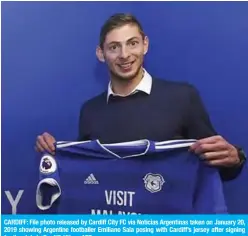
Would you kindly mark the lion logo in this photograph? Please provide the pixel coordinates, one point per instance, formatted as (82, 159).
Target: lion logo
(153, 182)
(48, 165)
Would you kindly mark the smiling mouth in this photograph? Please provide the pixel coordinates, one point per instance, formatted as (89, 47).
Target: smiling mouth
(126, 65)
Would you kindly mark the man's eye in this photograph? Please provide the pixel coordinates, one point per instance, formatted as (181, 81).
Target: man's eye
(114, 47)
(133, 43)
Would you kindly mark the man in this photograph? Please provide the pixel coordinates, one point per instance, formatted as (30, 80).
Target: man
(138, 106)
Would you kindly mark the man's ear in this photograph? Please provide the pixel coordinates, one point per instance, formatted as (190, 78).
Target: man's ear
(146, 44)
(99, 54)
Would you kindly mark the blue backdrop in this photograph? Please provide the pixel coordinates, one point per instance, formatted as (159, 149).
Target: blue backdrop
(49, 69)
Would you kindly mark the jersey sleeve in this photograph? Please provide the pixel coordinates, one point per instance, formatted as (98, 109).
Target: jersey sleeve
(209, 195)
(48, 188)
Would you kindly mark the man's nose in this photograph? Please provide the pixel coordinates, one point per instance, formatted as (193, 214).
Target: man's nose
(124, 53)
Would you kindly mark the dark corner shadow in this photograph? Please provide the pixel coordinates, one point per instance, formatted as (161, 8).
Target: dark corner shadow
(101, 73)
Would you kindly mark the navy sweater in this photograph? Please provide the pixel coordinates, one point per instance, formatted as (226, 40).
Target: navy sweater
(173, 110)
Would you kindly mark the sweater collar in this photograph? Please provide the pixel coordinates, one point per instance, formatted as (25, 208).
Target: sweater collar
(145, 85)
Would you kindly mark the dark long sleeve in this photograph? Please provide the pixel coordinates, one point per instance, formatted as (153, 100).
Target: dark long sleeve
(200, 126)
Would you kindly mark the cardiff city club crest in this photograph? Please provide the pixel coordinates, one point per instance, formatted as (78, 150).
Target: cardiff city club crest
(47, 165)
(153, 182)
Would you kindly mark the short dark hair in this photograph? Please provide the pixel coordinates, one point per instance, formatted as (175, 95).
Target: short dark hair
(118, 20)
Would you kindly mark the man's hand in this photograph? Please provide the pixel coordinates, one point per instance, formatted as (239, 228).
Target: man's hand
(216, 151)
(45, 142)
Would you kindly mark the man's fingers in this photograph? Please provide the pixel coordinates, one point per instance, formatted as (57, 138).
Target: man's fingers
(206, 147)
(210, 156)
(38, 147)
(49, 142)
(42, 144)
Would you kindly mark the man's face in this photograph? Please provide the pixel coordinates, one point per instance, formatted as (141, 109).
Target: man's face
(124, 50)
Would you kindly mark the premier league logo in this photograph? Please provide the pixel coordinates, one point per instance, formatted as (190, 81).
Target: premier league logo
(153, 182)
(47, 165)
----------------------------------------
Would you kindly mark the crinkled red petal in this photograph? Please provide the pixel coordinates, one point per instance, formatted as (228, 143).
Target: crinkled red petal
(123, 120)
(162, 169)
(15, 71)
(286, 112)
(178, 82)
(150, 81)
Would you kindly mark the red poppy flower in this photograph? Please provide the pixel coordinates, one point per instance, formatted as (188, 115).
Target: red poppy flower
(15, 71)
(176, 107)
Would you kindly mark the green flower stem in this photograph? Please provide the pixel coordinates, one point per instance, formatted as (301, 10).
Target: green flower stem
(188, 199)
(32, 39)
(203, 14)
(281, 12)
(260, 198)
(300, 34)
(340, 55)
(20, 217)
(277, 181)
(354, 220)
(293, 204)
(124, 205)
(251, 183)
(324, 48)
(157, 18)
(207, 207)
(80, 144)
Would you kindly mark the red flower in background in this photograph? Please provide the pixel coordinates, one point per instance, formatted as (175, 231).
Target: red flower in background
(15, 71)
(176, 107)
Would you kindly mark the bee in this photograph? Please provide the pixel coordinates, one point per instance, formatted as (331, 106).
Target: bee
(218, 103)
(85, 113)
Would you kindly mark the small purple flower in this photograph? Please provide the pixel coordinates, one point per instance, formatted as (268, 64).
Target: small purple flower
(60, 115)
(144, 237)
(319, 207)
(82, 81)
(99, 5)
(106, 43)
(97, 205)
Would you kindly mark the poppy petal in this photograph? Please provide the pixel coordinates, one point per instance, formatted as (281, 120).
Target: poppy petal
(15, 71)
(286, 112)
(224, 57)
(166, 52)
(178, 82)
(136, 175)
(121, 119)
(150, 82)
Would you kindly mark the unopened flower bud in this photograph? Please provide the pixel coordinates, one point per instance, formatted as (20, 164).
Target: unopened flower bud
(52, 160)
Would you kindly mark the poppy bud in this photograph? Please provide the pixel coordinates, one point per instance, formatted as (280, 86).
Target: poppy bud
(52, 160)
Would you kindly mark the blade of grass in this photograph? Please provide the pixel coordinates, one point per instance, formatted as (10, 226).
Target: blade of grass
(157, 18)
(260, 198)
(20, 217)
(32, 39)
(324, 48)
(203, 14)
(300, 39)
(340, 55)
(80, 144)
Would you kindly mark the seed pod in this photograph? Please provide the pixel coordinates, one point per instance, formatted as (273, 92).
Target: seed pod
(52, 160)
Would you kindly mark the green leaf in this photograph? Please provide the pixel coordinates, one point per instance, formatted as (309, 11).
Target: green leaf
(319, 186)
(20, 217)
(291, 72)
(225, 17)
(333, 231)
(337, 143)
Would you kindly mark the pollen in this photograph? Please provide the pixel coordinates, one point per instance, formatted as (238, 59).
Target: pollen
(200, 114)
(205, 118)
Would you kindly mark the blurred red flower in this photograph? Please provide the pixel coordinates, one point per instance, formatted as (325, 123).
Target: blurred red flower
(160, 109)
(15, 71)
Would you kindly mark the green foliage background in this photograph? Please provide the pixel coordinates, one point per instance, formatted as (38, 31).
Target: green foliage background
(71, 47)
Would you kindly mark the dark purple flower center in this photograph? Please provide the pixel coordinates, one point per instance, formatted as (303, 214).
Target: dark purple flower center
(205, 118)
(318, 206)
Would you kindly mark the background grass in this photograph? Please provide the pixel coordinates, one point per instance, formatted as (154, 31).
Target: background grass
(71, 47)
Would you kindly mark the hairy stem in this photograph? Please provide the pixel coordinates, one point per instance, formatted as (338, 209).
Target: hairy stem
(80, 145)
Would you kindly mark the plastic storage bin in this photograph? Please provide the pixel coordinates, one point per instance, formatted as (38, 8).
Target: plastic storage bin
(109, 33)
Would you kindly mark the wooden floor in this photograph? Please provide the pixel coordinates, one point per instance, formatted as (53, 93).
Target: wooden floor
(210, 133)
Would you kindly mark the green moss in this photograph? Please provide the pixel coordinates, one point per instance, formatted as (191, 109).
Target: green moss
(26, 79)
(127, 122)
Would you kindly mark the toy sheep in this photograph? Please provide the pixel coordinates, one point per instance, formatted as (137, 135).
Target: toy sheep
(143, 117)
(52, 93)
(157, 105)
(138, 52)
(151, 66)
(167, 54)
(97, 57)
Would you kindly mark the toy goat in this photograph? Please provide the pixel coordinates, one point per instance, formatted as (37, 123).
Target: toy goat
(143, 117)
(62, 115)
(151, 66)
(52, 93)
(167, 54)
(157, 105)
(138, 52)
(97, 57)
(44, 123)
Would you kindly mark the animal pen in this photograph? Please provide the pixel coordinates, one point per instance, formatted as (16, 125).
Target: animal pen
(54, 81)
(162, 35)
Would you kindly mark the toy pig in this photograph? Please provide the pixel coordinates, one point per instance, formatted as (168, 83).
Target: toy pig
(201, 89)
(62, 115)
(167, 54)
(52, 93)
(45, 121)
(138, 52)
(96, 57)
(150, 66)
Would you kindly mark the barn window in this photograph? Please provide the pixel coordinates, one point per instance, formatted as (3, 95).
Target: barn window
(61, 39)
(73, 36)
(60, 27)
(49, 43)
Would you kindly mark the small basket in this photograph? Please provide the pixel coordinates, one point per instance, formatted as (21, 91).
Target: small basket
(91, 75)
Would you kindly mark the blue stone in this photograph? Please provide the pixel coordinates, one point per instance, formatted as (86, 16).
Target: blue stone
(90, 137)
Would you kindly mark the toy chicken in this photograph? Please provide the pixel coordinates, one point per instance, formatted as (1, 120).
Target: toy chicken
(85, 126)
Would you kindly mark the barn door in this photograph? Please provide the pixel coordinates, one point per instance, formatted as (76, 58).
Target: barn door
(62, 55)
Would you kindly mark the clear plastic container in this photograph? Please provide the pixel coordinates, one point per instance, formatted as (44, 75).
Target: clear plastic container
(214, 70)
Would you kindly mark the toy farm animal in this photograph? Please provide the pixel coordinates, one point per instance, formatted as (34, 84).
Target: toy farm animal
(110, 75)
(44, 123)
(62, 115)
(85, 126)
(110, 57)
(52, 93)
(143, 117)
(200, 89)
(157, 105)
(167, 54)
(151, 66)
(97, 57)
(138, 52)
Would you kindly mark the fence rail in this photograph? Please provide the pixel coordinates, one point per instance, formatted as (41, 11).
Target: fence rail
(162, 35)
----------------------------------------
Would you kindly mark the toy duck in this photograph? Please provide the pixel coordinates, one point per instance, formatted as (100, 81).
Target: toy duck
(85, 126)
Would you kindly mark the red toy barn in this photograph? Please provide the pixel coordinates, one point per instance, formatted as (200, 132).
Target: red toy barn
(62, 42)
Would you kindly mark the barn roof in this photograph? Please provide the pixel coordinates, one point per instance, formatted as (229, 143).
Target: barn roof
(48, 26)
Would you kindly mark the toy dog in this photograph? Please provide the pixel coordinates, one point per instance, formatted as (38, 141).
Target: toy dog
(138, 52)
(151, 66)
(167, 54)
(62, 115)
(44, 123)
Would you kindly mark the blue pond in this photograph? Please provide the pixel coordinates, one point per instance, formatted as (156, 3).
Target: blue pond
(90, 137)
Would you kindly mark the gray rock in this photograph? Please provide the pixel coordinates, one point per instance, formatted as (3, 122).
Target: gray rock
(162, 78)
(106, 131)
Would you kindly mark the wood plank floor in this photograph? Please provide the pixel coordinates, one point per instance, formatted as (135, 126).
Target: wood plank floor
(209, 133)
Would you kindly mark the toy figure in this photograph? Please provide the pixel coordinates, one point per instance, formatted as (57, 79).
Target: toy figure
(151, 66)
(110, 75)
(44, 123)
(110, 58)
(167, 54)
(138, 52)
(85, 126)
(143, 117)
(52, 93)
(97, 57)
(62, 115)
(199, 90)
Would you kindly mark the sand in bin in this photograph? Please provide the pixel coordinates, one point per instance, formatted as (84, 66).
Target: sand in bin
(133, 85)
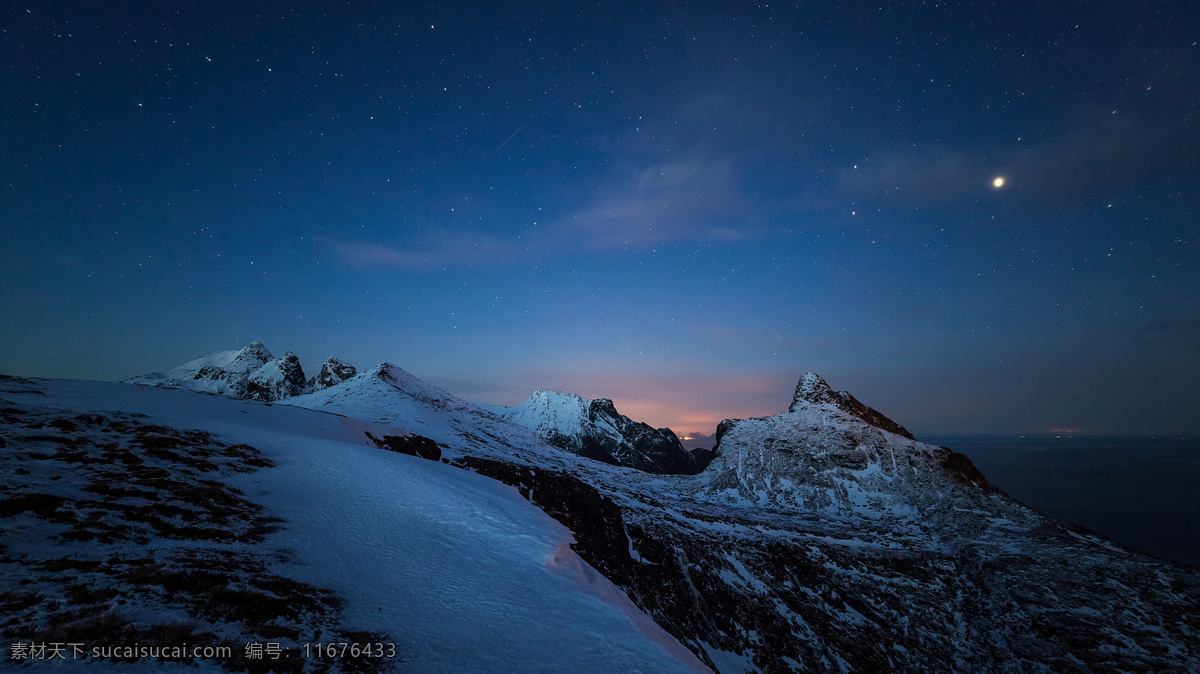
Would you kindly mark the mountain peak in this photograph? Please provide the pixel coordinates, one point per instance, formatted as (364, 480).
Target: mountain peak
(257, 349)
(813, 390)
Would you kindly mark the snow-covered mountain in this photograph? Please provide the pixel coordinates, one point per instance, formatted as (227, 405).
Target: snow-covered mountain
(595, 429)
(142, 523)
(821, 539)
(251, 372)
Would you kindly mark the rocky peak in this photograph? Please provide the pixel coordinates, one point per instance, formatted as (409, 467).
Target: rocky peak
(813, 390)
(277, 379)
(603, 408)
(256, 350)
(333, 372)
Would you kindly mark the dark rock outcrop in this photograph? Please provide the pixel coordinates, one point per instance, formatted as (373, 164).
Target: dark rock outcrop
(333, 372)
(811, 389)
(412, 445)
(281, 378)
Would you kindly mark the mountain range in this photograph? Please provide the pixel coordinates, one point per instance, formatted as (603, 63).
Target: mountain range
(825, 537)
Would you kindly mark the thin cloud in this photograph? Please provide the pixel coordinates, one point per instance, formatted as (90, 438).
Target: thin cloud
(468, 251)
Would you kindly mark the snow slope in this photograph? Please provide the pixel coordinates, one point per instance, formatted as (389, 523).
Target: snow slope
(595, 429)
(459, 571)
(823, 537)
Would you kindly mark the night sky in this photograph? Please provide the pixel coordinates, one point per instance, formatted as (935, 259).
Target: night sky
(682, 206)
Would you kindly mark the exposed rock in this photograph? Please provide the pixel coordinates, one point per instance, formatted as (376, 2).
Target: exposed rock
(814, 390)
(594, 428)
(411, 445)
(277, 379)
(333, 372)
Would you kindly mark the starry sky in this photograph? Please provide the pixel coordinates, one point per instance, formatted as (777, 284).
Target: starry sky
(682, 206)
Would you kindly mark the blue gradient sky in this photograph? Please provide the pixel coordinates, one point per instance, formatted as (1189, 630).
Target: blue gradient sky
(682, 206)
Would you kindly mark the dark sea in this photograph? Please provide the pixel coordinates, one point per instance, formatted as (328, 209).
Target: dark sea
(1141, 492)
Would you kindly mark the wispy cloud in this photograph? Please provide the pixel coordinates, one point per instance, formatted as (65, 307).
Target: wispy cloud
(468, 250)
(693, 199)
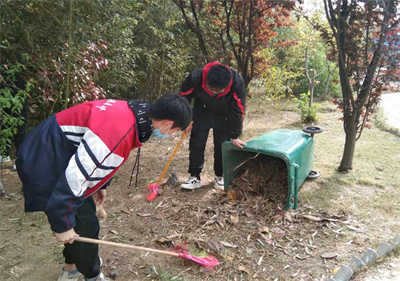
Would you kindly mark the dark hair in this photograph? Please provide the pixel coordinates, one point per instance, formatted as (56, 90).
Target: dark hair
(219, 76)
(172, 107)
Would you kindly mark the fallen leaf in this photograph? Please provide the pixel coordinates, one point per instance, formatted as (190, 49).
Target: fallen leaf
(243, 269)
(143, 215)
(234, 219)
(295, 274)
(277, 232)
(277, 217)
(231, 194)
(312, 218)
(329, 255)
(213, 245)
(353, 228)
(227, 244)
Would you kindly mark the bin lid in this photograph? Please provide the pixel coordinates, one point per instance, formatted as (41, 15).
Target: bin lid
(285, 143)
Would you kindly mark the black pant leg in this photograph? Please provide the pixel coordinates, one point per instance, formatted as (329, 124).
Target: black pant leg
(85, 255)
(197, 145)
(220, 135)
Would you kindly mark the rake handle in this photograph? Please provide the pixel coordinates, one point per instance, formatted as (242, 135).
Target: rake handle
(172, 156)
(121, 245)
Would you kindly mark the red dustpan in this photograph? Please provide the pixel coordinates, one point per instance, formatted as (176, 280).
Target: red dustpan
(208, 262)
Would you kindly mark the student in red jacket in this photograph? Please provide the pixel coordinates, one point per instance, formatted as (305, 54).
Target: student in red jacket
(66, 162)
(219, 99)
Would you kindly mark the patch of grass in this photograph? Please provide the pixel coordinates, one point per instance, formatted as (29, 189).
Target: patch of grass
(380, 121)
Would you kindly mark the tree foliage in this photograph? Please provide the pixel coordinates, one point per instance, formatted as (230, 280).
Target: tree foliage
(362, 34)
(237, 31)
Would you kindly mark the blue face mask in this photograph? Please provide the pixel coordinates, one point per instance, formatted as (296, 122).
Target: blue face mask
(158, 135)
----------------------------------------
> **Exercise**:
State how many lines in the items above contain the string "purple". Give only the number.

> **Result for this task**:
4